_TAREFA_:
Reproduza o trecho do texto sobre o Imposto de Renda, começando em "Mas o que há" e terminando em "Federal, segundo Guedes.", substituindo "promessas" por "intenções".

_TRECHO DO TEXTO_:
Numa conta simplificada e apenas para exemplificar, Nara Miranda mostra o impacto para o contribuinte apenas com o fim das deduções por dependente e de educação.
Considerando um contribuinte autônomo com renda mensal de R$ 7 mil e um filho em idade escolar, da sua renda anual de R$ 84.000 ele pode deduzir a contribuição ao INSS de 11% (para se aposentar por tempo de serviço), ou R$ 9.240; o dependente (R$ 2.275,08) e a escola (R$ 3.561) e chegará a R$ 68.923,42 de base de cálculo. Considerando a alíquota de 27,5% e a faixa de isenção de 10.432,32, teria que pagar R$ 8.521,62. Sem essas deduções, a base seria de R$ 74.760 e com a mesma alíquota e isenção, ele teria que pagar R$ 10.126,68. Exatos R$ 1.605,06 a mais.
“A educação é muito pouco. A saúde tem um impacto muito maior, porque os custos com atenção médica são muito altos”, observa a advogada tributarista, sócia do escritório Tinoco e Miranda. No cálculo acima, considerando despesas médicas, o contribuinte teria ainda menos imposto a pagar, o que eleva o impacto da retirada da dedução dos gastos de saúde. O governo diz que o corte das deduções será acompanhado de mudança nas alíquotas, com a máxima caindo para 25%, e correção na tabela do Imposto de Renda, com aumento da faixa de isenção. Segundo o Ministério da Economia, essas mudanças compensariam o fim das deduções.
Mas o que há até agora são promessas do governo. Assim como ainda são apenas promessas de campanha feitas pelo presidente Jair Bolsonaro elevar a faixa de isenção para R$ 5 mil, ou, feitas após a posse, corrigir a tabela para R$ 3 mil. Essa correção, que ainda seria insuficiente para corrigir a defasagem de mais de 100% no valor mínimo para pagar imposto, hoje de R$ 1.903,98, teria um custo de R$ 22 bilhões para a Receita Federal, segundo Guedes.
Como a necessidade do governo é fazer caixa, é pouco provável que essa correção ou mudança nas alíquotas sejam feitas junto com o fim das deduções. Em todas essas medidas, lembra Nara Miranda, é necessária a aprovação de legislação respeitando o prazo de 90 dias para vigência e o princípio da anualidade. Isso significa que se o governo quiser contar com essa receita em 2021, terá que encaminhar a proposta de alteração para o Congresso Nacional ainda este ano. E como teremos eleições, o quórum para aprovar medidas impopulares para os contribuintes deve ser muito baixo.
Mordida do Leão
R$ 3.881,65 Seria a faixa de isenção mensal do Imposto de Renda este ano com a correção da defasagem da tabela, segundo cálculo do Sindifisco
Complexidade
A advogada especialista em direito tributário Nara Miranda defende uma reforma tributária que simplifique a vida das empresas. Ela lembra que, segundo o Banco Mundial, as empresas brasileiras gastam 1.500 horas com obrigações acessórias de impostos. “O Brasil é o penúltimo no ranking de obrigações acessórias e isso afeta o risco Brasil e a decisão de investimentos no país”, diz ela.
Sonegação alta
Dados do Ministério da Economia estimam que a sonegação fiscal cause prejuízo de R$ 540 bilhões ao país, com mais R$ 72 bilhões sendo perdidos anualmente por causa da burocracia declaratória. Esses dados foram apresentados no início do mês passado pelo ministro da Economia, Paulo Guedes, na Comissão Mista da Reforma Tributária no Congresso. Para Guedes, o Brasil é um “manicômio tributário”.

_DADOS REGISTRADOS_:
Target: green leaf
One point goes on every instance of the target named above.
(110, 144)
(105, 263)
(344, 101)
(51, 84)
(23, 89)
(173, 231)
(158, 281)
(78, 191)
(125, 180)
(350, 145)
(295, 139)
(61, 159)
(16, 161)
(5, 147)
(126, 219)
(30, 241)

_RESULTADO DO EXERCÍCIO_:
Mas o que há até agora são intenções do governo. Assim como ainda são apenas intenções de campanha feitas pelo presidente Jair Bolsonaro elevar a faixa de isenção para R$ 5 mil, ou, feitas após a posse, corrigir a tabela para R$ 3 mil. Essa correção, que ainda seria insuficiente para corrigir a defasagem de mais de 100% no valor mínimo para pagar imposto, hoje de R$ 1.903,98, teria um custo de R$ 22 bilhões para a Receita Federal, segundo Guedes.